# INSTRUCTION 1:
In the chat below, condense the paragraph that begins "I'm monolingual, but" into a short bulleted list that keeps its main facts.

# READING TEXT:
____________________
For the "has/had" thing, the verb tenses should all agree with each other. You start out the sentence with "Sirius Black checked", so "had" is better than "has"
The "he" thing ends up being personal preference, either way is fine
 
Yes, but it's difficult to say what is 'agreement'. One is past simple and the other past perfect.
 
I'm not sure why the agreement works like that, but my grammar-brain immediately jumped onto "something is not right here" and then offered "look it didn't agree" as an explanation
 
Personally, this is akin to explaining how to swim.
 
I'm monolingual, but the only time I seriously tried to learn another language was Japanese where the tenses make much more sense than English. :D Sorry about my terrible explaining skills
(technically my parents sent me to Chinese school but I don't recall learning grammar there, just memorizing endless lists of words)
 
Oh you're quite alright. I speak Malayalam (spoken by Keralites, from the South of India) at home, but I can neither write nor read very well in it.
 
4:32 PM
@Soyuz42 No that's different. I'm actually getting worse at swimming, whereas I don't think my English is getting worse.
 
I think just about everyone's getting worse at swimming now.
 
Okay, most of the changes there are personal preference
 
Apart from the haven't learned to hadn't learned.
It should be singular, I suppose.
And haven't is plural.
 
@Soyuz42 I started to get worse even when I could go swimming.
At least six years ago.
 
4:37 PM
"have not learnt" would be acceptable if I was saying "I have not learnt how to side-along Apparate".
____________________
# SUPPLIED MATERIAL:
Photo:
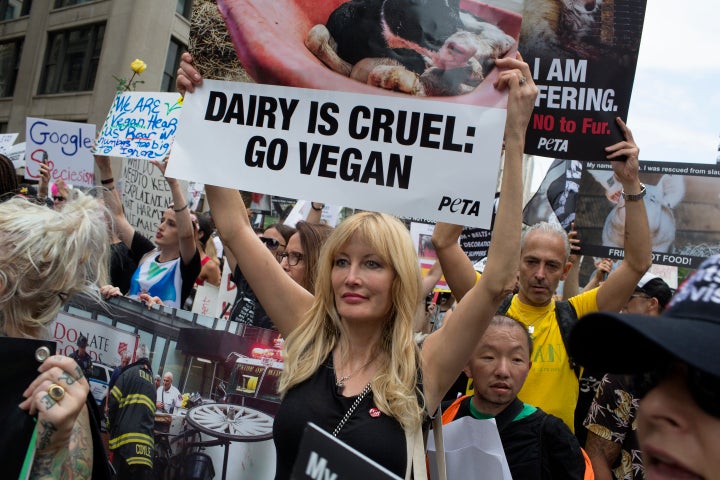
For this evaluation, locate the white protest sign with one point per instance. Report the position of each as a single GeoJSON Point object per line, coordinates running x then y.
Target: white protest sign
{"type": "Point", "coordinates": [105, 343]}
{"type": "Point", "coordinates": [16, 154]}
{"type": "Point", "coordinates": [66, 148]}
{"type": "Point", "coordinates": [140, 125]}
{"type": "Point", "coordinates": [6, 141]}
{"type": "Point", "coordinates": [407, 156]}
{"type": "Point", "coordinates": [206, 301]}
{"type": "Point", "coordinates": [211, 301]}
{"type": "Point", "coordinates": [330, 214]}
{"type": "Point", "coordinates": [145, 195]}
____________________
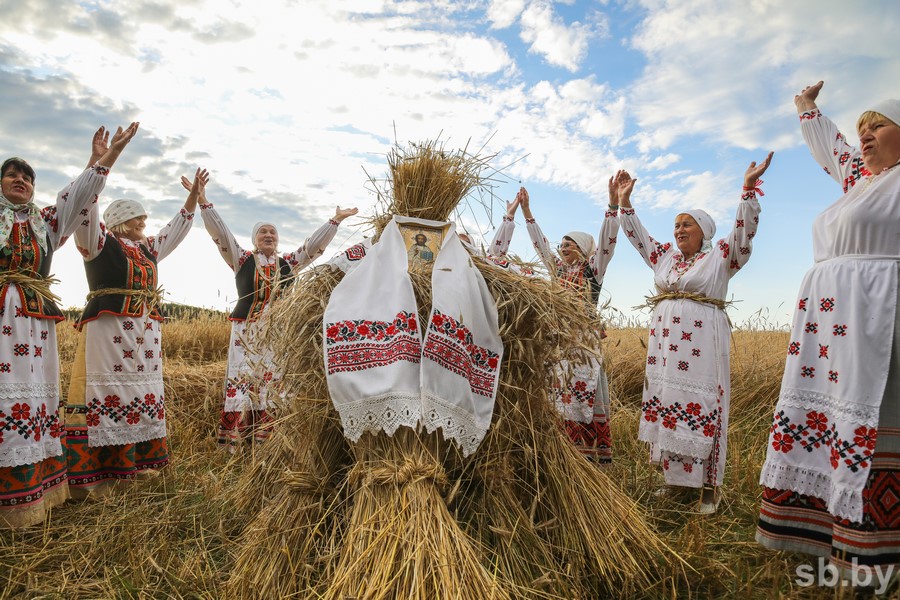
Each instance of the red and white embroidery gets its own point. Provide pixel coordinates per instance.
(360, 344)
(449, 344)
____________________
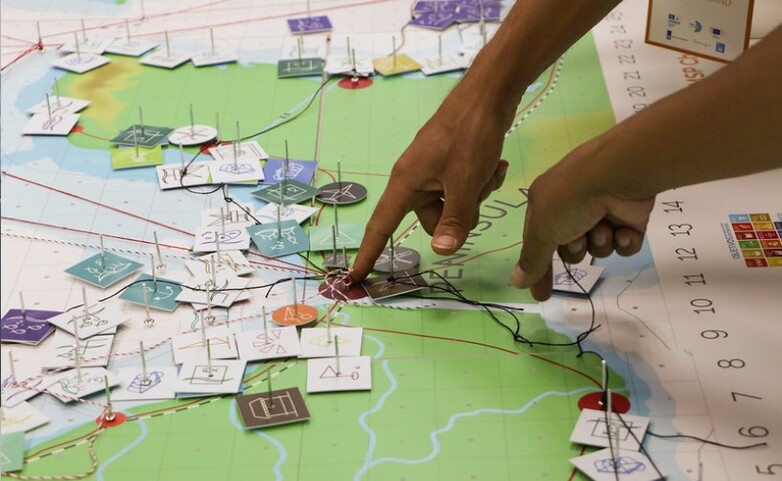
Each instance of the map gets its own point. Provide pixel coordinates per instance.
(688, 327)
____________________
# INSTRUCTION 2:
Identify each line in the entries above that contains the string "pixel", and copy those lines.

# FULL SOLUTION 1:
- The writer speaks only one language.
- The writer's only serious attempt at learning another language was Japanese, whose tenses make much more sense than English ones.
- The writer apologizes for having terrible explaining skills.
- The writer's parents sent the writer to Chinese school, but the writer recalls only memorizing endless word lists there, not learning grammar.

# FULL SOLUTION 2:
Each instance of the red and white embroidery gets its own point. Provide pixel coordinates per instance.
Each instance of the map gets its own point. Provide pixel coordinates per instance.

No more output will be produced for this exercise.